The world is complicated (see: I, Pencil). You can be superhuman by only being excellent at a few fields, for example politics, persuasion, military, hacking. That still leaves you potentially vulnerable, even if your opponents are unlikely to succeed; or you could hurt yourself by your ignorance in some field. Or you can be superhuman in the sense of being able to make the pencil from scratch, only better at each step. That would probably take more time.
Are you suggesting that e.g. “R&D Person-Years 463205–463283 go towards ensuring that the AI has mastery of metallurgy, and R&D Person-Years 463283–463307 go towards ensuring that the AI has mastery of injection-molding machinery, and …”?
If no, then I don’t understand what “the world is complicated” has to do with “it takes a million person-years of R&D to build ASI”. Can you explain?
…Or if yes, that kind of picture seems to contradict the facts that:
This seems quite disanalogous to how LLMs are designed today (i.e., LLMs can already answer any textbook question about injection-molding machinery, but no human doing LLM R&D has ever worked specifically on LLM knowledge of injection-molding machinery),
This seems quite disanalogous to how the human brain was designed (i.e., humans are human-level at injection-molding machinery knowledge and operation, but Evolution designed human brains for the African Savannah, which lacked any injection-molding machinery).
Yes, I meant it that way.
LLMs quickly acquired the capacity to read what humans wrote and paraphrase it. It is not obvious to me (though that may speak more about my ignorance) that it will be similarly easy to acquire deep understanding of everything.
But maybe it will. I don’t know.
Incidentally, is there any meaningful sense in which we can say how many “person-years of thought” LLMs have already done?
We know they can do things in seconds that would take a human minutes. Does that mean those real-time seconds count as “human-minutes” of thought? Etc.

MATERIAL SUPPLIED.
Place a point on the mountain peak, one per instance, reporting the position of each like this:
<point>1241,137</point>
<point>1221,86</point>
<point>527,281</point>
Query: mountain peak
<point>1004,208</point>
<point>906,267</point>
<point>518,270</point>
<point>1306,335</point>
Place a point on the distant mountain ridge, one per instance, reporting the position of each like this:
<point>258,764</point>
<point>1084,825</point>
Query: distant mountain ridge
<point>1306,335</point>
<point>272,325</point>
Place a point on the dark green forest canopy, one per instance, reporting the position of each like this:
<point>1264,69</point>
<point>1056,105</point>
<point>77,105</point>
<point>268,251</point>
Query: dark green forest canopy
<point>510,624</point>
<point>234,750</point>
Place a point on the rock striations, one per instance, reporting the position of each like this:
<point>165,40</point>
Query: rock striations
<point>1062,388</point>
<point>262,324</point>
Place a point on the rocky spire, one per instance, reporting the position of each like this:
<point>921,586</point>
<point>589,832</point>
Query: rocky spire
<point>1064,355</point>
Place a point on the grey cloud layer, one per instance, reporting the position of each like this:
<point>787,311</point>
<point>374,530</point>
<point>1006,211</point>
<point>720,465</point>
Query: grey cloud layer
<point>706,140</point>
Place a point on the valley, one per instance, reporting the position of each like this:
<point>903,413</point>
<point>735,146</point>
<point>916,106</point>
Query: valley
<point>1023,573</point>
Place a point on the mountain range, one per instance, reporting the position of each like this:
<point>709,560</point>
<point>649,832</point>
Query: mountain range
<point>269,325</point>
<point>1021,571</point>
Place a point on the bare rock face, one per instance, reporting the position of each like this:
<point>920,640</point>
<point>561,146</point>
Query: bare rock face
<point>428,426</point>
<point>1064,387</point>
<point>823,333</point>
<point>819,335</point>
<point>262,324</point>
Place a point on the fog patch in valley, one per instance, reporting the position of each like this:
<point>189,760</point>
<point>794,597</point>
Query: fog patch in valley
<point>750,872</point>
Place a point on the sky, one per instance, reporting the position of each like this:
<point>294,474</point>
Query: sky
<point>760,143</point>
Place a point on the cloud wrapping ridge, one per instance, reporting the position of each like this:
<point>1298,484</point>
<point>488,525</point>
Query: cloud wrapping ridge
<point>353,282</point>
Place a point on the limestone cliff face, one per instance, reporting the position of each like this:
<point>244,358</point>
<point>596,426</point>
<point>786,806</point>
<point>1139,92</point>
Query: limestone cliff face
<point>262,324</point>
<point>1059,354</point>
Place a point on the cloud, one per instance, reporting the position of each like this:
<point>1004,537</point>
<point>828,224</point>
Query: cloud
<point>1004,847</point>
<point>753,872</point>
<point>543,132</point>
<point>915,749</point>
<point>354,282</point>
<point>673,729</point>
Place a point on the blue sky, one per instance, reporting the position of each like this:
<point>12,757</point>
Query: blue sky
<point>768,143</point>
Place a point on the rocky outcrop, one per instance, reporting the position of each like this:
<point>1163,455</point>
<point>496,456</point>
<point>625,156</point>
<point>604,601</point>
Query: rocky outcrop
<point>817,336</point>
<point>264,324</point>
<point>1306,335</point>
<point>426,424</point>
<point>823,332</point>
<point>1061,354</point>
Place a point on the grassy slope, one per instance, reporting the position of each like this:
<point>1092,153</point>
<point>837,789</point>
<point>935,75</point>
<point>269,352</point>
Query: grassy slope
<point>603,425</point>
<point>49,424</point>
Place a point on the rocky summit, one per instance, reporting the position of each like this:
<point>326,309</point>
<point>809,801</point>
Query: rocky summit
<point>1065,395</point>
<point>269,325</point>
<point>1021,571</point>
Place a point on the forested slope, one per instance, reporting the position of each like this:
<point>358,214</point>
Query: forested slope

REQUIRED ACTION A.
Write out the stretch of the forum discussion on AI research effort from "LLMs quickly acquired" through "I don’t know.", word for word.
REQUIRED ACTION B.
According to the forum discussion on AI research effort, what environment did Evolution design human brains for?
REQUIRED ACTION C.
Summarize the forum discussion on AI research effort in two sentences.
The lines play no part in this work.

WRITTEN REPLY A.
LLMs quickly acquired the capacity to read what humans wrote and paraphrase it. It is not obvious to me (though that may speak more about my ignorance) that it will be similarly easy to acquire deep understanding of everything.
But maybe it will. I don’t know.

WRITTEN REPLY B.
The African Savannah.

WRITTEN REPLY C.
One participant says the world is complicated, so being superhuman at making a pencil from scratch would probably take more time, and confirms meaning that research years go toward AI mastery of specific fields. The other questions this by noting that neither LLMs nor the human brain were designed field by field, and the first participant replies that deep understanding of everything may not come as easily as paraphrasing did, then asks whether LLMs' work can be counted in person-years of thought.